__GOAL OF THE EXERCISE__
In the records below, find the line containing "# indicate the innermost point of each instance of the stone", then reproduce that line and every one after it to the end, exactly and alone.

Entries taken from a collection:

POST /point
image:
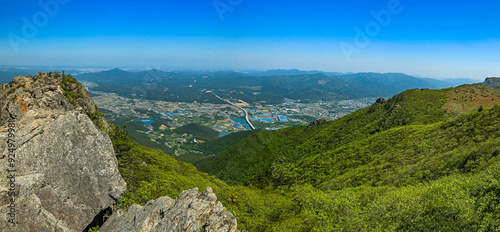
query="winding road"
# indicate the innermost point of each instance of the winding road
(238, 107)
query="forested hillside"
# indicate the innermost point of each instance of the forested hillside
(416, 161)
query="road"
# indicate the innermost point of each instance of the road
(247, 118)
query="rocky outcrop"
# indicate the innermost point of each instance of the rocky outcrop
(191, 211)
(65, 168)
(380, 100)
(492, 82)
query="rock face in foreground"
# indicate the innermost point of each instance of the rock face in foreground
(191, 211)
(66, 169)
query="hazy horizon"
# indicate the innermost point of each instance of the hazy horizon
(437, 40)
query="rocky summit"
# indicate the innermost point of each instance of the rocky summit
(65, 168)
(59, 171)
(189, 212)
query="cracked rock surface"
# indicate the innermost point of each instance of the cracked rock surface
(190, 211)
(66, 169)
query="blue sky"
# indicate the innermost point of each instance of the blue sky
(440, 39)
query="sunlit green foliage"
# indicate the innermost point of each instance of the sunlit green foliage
(403, 165)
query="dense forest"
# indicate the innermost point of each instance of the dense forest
(424, 160)
(270, 87)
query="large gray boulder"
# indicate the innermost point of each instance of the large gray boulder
(66, 169)
(189, 212)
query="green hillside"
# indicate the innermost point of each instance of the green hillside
(424, 160)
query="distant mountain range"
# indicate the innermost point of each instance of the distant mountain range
(271, 86)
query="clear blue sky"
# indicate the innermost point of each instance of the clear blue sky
(441, 39)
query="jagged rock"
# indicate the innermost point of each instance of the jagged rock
(317, 122)
(380, 100)
(43, 91)
(492, 82)
(191, 211)
(66, 169)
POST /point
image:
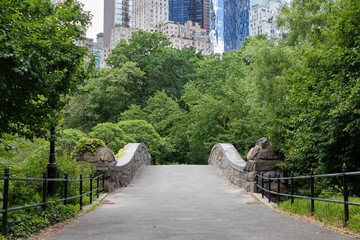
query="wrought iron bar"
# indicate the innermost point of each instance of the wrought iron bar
(81, 192)
(44, 191)
(66, 188)
(312, 191)
(5, 201)
(346, 195)
(90, 188)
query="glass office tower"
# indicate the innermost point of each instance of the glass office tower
(236, 23)
(229, 24)
(181, 11)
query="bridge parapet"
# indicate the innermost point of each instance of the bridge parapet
(260, 159)
(118, 172)
(226, 157)
(134, 156)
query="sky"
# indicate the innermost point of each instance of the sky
(96, 7)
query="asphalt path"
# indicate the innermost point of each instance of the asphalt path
(186, 202)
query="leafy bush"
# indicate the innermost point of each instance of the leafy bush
(67, 140)
(113, 136)
(143, 132)
(87, 145)
(23, 223)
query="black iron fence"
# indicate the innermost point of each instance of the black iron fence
(261, 180)
(44, 202)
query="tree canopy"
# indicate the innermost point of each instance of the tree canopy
(40, 64)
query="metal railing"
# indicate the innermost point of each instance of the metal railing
(44, 202)
(260, 185)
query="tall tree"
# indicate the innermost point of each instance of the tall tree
(40, 64)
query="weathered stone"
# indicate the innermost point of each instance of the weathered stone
(253, 153)
(250, 176)
(263, 143)
(268, 154)
(250, 166)
(250, 186)
(265, 165)
(103, 157)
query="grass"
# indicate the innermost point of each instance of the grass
(327, 213)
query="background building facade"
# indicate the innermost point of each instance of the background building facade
(147, 14)
(116, 13)
(181, 11)
(262, 19)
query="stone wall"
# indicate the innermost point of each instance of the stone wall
(118, 172)
(260, 159)
(225, 157)
(134, 156)
(263, 160)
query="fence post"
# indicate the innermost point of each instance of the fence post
(44, 190)
(346, 194)
(6, 200)
(103, 182)
(292, 187)
(278, 196)
(91, 188)
(257, 182)
(98, 185)
(80, 191)
(262, 185)
(66, 187)
(269, 188)
(312, 192)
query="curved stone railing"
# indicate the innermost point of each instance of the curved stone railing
(134, 156)
(226, 157)
(260, 159)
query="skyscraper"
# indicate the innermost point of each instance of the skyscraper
(263, 14)
(229, 24)
(206, 4)
(116, 13)
(181, 11)
(147, 14)
(236, 21)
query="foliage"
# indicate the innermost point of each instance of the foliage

__OUTPUT FOR THIS EXERCISE__
# indicate the innermost point of each instance of the stone wall
(118, 172)
(260, 159)
(225, 157)
(134, 156)
(263, 160)
query="fence post"
# indicate the innermost point of each instance of the fence post
(44, 190)
(346, 194)
(6, 200)
(103, 182)
(292, 187)
(278, 196)
(91, 188)
(257, 182)
(98, 185)
(80, 191)
(262, 185)
(66, 187)
(269, 188)
(312, 192)
query="curved stone railing"
# indicate the innermost point of each instance of the curved stone railing
(134, 156)
(226, 157)
(260, 159)
query="skyscraper"
# indicate the innermost point of each instance of the skyscraper
(263, 14)
(229, 24)
(206, 4)
(116, 13)
(181, 11)
(147, 14)
(236, 21)
query="foliage"
# indicate the innermost point of each instance of the foliage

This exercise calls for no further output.